[Dataset rows on where objects appear]
• • • •
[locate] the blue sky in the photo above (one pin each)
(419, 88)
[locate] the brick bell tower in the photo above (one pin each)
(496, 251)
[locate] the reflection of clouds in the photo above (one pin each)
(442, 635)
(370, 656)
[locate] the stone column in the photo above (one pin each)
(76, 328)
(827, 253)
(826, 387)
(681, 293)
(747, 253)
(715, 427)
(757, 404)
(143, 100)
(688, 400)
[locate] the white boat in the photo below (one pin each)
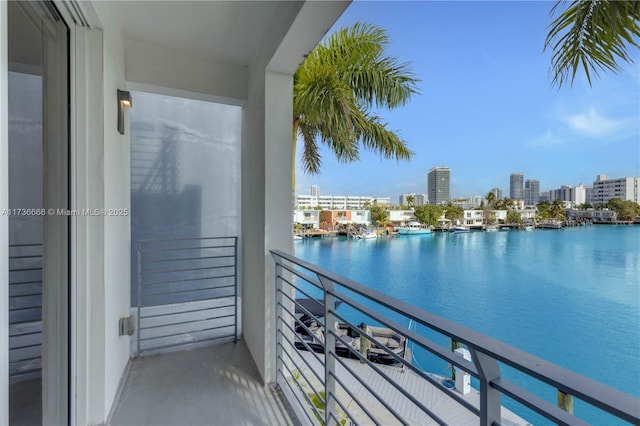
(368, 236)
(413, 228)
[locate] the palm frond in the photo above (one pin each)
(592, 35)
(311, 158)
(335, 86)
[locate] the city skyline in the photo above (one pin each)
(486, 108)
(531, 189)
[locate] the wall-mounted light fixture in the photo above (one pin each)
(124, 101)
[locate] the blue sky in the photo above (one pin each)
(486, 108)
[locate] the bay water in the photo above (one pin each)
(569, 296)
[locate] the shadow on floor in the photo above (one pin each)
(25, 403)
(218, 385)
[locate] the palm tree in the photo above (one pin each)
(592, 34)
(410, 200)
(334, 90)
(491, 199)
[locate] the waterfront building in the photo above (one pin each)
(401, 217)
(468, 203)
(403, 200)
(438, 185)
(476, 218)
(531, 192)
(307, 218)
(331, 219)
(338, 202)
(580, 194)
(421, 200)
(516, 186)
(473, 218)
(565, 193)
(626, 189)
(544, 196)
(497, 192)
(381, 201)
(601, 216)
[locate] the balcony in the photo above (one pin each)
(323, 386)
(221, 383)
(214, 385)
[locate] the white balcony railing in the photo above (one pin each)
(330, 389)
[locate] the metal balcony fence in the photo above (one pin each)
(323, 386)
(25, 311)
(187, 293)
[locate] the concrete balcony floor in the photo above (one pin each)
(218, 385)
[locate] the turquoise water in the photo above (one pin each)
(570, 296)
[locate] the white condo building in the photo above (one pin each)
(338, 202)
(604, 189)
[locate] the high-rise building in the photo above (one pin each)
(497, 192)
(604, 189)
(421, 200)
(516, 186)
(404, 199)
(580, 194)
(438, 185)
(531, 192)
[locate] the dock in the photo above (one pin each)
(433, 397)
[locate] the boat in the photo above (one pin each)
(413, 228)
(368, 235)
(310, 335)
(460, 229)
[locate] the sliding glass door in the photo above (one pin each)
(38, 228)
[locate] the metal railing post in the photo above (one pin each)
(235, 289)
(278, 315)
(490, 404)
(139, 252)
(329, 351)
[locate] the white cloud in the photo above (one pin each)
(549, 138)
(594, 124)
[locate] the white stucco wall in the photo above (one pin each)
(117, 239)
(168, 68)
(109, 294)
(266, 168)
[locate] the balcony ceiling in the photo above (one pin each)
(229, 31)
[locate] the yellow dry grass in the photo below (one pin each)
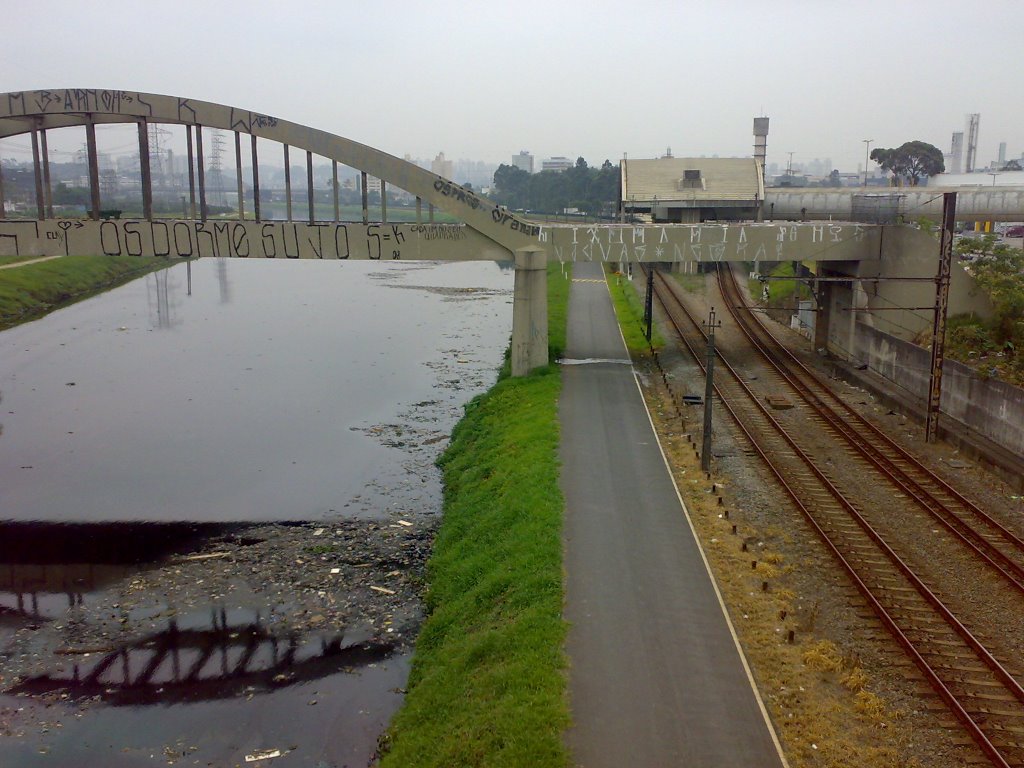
• • • •
◆ WHAT THE EXERCISE ASKS
Copy all of the entries verbatim, leaving out any pictures they contain.

◆ REPLY
[locate] the blue sky in the photo above (one pin each)
(419, 88)
[locate] the brick bell tower in the photo above (one pin each)
(496, 251)
[locate] the reflection of clouds in the photo above (one pin each)
(442, 635)
(370, 656)
[locate] the stone column in the photo above (one pin each)
(76, 328)
(827, 253)
(826, 387)
(681, 293)
(747, 253)
(715, 427)
(757, 404)
(143, 100)
(688, 400)
[locate] the white boat in the photo below (one pin each)
(368, 236)
(413, 228)
[locate] the palm frond in the photo above (one pin each)
(592, 35)
(311, 158)
(335, 86)
[locate] the city skyline in the photo above (one pin each)
(486, 108)
(531, 189)
[locate] the wall-mounted light fixture in the photo above (one pin each)
(124, 101)
[locate] the blue sky in the photo above (one pin each)
(486, 108)
[locate] the bay water in the photo above (one pin each)
(569, 296)
[locate] the shadow on floor in the photo above (one pin each)
(25, 403)
(218, 385)
[locate] the palm tree in the photo above (one pin each)
(592, 34)
(410, 200)
(334, 90)
(491, 199)
[locate] the waterfront building in the photo above (one pin each)
(401, 217)
(468, 203)
(403, 200)
(438, 185)
(476, 218)
(531, 192)
(307, 218)
(331, 219)
(338, 202)
(580, 194)
(421, 200)
(516, 186)
(473, 218)
(565, 193)
(626, 189)
(544, 196)
(497, 192)
(381, 201)
(601, 216)
[locate] the balcony in the photo above (one pin each)
(323, 386)
(221, 383)
(214, 385)
[locate] the white balcony railing in the photo above (one pin each)
(330, 389)
[locate] the metal balcony fence in the photo above (one pin each)
(323, 386)
(25, 311)
(187, 293)
[locate] the concrete balcony floor in the photo above (one pin each)
(218, 385)
[locate] the turquoise water in the photo above (one pin each)
(570, 296)
[locate] the white condo building in the photo above (one pin each)
(338, 202)
(604, 189)
[locate] the high-rise building in the photo above (one pin each)
(497, 192)
(604, 189)
(421, 200)
(516, 186)
(404, 199)
(580, 194)
(438, 185)
(531, 192)
[locate] the dock in the photo above (one pin each)
(433, 397)
[locate] the boat in the photo above (one pin each)
(413, 228)
(368, 235)
(310, 335)
(460, 229)
[locate] the sliding glass door in the photo above (one pin each)
(38, 228)
[locate] the metal railing post in the photo above (one pin each)
(235, 289)
(278, 315)
(490, 404)
(139, 252)
(329, 351)
[locate] the white cloud in the photo above (one pin each)
(549, 138)
(594, 124)
[locate] the white stucco wall in the photo above (one pin each)
(117, 239)
(168, 68)
(109, 294)
(266, 168)
[locate] the balcony ceiling in the photo above (one pin each)
(229, 31)
[locate] the yellow dry grass in the photo below (one pin each)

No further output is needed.